Task to carry out -
From the line containing "Could you please drop a point on the recessed" through the last line of the data, return those lines exactly as written and nothing more.

*** Opening of Source records ***

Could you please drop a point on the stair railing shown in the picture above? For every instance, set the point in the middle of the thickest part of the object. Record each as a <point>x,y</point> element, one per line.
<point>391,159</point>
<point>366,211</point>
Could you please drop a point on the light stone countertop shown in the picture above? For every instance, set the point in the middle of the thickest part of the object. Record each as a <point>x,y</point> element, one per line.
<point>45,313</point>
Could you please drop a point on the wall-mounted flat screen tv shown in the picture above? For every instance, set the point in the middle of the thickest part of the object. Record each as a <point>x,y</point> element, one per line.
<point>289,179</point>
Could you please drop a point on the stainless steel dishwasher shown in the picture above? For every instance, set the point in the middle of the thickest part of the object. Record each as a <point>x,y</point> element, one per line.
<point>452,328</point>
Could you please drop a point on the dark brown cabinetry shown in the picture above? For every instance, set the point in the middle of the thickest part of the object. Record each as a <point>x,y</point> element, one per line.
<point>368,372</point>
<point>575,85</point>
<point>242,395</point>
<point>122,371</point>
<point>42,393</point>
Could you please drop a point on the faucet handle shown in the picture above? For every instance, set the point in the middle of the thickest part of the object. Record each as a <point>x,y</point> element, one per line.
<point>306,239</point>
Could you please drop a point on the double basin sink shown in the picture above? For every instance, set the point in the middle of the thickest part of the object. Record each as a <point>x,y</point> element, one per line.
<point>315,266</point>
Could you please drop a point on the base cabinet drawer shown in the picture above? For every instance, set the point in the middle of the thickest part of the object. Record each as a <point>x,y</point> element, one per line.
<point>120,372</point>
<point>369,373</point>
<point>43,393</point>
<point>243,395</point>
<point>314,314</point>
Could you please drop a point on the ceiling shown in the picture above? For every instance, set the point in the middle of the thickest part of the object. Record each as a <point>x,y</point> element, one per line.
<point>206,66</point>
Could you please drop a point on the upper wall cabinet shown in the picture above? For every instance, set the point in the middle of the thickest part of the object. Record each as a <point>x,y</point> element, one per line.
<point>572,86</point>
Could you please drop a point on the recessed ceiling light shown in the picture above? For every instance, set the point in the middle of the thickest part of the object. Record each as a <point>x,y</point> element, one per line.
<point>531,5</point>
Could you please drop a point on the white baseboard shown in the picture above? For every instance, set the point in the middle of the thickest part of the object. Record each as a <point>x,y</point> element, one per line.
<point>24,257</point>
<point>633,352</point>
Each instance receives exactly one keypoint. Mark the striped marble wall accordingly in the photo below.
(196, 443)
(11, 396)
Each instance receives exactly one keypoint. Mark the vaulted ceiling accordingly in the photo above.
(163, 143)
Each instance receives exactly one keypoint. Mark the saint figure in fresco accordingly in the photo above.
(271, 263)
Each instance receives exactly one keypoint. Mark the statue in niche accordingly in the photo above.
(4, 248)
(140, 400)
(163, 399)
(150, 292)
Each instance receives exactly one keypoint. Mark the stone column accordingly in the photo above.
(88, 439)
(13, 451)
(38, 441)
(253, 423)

*** Close of Source records ***

Result of the task -
Could you please drop a point on the recessed ceiling light shown in the picture above? For every instance, set the point in the middle of the thickest part of the object. Record each as a <point>x,y</point> element, one per line.
<point>531,5</point>
Could you please drop a point on the white baseboard shown in the picture above? For every instance, set the point in the middle of the thickest part of the object. Record each as a <point>x,y</point> element, one per line.
<point>24,257</point>
<point>633,352</point>
Each instance receives exactly one keypoint. Mark the striped marble wall accordingly in the photo below.
(196, 443)
(11, 396)
Each instance receives exactly one keypoint. Mark the vaulted ceiling accordingly in the photo above.
(163, 143)
Each instance receives exactly one keypoint. Mark the saint figure in fresco accordingly in the photo above.
(271, 263)
Each instance receives exactly one keypoint. Mark the statue in niche accordingly in the photo above.
(4, 248)
(140, 400)
(163, 399)
(150, 292)
Each instance receives exactly one keypoint. Mark the stone column accordingly in the photo above.
(88, 439)
(13, 451)
(38, 441)
(253, 423)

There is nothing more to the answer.